WORK INSTRUCTIONS: Here is the listing. Report each line in it that contains the string "handle".

RECORDS:

....

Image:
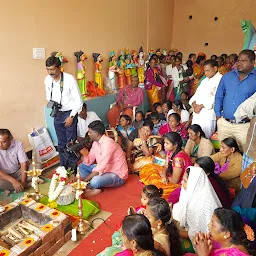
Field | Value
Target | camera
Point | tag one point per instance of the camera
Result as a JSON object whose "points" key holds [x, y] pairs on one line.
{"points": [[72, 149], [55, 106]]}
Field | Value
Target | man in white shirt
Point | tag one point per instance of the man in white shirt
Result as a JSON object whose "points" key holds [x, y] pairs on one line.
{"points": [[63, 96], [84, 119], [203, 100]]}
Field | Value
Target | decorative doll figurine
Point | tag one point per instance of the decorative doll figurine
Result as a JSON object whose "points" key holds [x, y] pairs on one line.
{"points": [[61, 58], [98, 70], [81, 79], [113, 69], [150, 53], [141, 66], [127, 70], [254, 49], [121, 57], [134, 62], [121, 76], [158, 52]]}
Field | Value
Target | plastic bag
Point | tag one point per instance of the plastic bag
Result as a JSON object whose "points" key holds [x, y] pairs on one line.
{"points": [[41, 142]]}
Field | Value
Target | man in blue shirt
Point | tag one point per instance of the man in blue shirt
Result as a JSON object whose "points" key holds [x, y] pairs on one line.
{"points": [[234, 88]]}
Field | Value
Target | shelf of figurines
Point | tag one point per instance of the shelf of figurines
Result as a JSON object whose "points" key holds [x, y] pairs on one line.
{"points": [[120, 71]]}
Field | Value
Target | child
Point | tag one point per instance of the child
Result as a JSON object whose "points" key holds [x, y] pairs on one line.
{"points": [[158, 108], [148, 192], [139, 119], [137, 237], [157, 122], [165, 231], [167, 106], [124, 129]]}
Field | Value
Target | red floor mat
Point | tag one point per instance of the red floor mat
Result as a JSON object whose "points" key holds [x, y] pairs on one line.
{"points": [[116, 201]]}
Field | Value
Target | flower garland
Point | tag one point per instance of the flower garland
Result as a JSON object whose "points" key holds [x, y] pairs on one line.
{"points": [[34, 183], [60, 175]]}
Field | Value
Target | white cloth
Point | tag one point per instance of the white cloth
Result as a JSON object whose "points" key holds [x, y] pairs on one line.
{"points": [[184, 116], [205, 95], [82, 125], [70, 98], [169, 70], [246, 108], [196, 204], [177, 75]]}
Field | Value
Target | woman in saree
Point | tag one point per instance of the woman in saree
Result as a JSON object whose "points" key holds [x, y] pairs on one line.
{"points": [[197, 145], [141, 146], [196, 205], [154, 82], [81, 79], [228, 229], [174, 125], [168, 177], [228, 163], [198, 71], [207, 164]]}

....

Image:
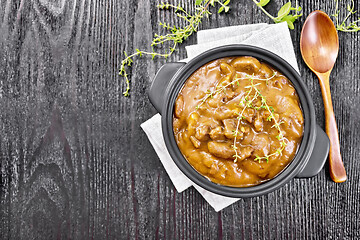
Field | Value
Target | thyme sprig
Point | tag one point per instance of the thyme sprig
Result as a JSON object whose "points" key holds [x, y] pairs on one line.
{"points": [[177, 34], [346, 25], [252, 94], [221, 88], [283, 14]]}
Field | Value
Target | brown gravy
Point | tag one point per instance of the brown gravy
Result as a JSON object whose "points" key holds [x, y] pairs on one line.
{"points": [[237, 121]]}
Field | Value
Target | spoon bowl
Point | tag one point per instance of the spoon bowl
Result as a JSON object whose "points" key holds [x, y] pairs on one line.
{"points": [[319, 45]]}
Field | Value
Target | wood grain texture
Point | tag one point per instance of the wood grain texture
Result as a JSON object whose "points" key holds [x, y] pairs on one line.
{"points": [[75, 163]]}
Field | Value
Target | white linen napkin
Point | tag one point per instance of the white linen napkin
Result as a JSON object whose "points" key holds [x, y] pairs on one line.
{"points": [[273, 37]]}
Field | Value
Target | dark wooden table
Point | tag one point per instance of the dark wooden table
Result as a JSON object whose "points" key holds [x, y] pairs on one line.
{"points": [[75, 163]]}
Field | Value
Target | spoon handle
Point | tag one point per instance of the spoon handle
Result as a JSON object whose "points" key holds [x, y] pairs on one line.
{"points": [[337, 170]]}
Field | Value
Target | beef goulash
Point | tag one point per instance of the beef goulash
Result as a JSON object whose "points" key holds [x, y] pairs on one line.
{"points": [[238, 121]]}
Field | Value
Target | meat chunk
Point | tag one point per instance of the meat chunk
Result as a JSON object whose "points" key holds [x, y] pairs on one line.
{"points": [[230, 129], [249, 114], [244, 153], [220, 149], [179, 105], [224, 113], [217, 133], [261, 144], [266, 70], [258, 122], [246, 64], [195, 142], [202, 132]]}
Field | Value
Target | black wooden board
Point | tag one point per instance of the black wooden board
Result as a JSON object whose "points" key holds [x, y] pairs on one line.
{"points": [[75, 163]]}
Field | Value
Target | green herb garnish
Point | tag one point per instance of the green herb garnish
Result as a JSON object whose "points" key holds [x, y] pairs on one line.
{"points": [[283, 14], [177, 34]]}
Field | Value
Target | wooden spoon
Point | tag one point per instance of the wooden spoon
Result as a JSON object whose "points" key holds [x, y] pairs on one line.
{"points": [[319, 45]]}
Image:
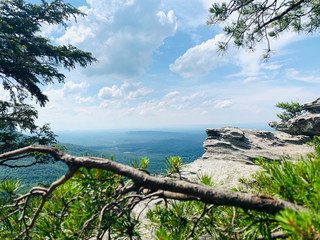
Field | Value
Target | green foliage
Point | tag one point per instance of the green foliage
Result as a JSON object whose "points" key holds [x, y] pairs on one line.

....

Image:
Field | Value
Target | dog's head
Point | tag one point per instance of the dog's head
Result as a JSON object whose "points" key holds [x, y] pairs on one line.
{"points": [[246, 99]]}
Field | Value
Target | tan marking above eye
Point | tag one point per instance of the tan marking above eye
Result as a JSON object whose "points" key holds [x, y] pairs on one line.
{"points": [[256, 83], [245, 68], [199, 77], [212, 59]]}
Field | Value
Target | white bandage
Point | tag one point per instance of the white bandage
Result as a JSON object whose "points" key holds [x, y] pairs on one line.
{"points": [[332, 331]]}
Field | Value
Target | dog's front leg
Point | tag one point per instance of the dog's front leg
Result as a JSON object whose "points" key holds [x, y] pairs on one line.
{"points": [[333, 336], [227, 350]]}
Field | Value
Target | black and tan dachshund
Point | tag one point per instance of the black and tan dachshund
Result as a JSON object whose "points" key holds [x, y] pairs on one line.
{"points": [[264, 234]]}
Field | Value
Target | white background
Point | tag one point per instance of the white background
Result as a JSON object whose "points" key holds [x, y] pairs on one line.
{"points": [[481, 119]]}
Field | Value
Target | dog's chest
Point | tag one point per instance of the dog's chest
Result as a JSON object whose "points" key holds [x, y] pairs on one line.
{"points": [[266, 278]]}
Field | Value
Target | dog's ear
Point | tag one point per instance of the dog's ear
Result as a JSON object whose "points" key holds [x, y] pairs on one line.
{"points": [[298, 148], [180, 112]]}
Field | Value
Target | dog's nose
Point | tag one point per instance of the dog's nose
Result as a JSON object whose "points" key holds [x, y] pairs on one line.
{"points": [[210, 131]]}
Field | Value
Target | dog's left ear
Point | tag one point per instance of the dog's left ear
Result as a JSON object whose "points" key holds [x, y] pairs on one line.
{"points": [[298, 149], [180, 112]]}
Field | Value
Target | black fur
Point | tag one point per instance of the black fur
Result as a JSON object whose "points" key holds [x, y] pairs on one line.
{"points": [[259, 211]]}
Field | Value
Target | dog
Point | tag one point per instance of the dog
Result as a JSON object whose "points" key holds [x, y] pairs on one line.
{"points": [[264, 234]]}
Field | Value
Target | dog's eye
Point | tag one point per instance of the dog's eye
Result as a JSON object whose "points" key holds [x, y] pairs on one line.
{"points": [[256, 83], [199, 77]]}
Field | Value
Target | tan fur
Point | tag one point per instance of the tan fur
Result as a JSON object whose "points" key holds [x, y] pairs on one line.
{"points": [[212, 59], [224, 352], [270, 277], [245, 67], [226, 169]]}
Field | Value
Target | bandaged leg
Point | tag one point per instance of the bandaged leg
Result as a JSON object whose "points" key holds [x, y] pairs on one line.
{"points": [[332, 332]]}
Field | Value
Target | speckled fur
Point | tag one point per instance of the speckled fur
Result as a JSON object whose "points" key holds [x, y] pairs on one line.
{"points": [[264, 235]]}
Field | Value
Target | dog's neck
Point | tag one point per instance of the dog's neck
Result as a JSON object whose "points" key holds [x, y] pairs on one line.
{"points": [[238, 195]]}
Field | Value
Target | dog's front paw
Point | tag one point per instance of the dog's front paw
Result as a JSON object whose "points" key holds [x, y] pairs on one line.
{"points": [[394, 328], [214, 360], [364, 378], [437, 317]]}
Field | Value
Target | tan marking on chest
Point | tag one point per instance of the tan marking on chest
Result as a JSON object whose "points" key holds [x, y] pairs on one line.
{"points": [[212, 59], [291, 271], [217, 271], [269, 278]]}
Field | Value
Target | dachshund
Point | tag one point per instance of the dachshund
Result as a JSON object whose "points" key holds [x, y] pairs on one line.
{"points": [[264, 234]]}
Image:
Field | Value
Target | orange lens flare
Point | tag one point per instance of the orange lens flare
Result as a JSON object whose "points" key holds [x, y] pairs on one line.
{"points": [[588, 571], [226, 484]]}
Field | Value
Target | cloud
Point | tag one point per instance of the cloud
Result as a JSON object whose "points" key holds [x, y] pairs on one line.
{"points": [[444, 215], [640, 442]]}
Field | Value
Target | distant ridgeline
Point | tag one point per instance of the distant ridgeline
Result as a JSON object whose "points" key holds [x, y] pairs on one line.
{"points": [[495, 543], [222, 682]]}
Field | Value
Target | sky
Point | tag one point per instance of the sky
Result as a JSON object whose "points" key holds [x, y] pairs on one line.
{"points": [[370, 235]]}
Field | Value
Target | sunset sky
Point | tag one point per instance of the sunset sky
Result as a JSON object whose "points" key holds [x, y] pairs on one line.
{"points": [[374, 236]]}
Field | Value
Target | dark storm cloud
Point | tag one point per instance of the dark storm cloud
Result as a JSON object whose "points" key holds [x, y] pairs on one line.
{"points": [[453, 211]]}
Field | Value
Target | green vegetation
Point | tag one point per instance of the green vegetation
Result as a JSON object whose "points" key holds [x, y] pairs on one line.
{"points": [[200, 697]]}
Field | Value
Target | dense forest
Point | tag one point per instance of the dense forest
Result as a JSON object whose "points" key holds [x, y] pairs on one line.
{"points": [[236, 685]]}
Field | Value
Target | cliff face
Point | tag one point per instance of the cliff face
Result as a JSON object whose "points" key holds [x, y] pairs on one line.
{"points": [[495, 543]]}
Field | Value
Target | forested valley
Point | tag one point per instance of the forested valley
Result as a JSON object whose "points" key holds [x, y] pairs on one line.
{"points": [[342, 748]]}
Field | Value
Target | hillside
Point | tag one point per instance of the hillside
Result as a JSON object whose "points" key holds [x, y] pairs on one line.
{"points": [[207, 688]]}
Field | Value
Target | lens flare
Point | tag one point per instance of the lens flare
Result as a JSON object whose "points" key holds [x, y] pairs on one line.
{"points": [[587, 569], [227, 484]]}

....

ANSWER BELOW:
Target | spoon handle
Point | tag one point per instance of the spoon handle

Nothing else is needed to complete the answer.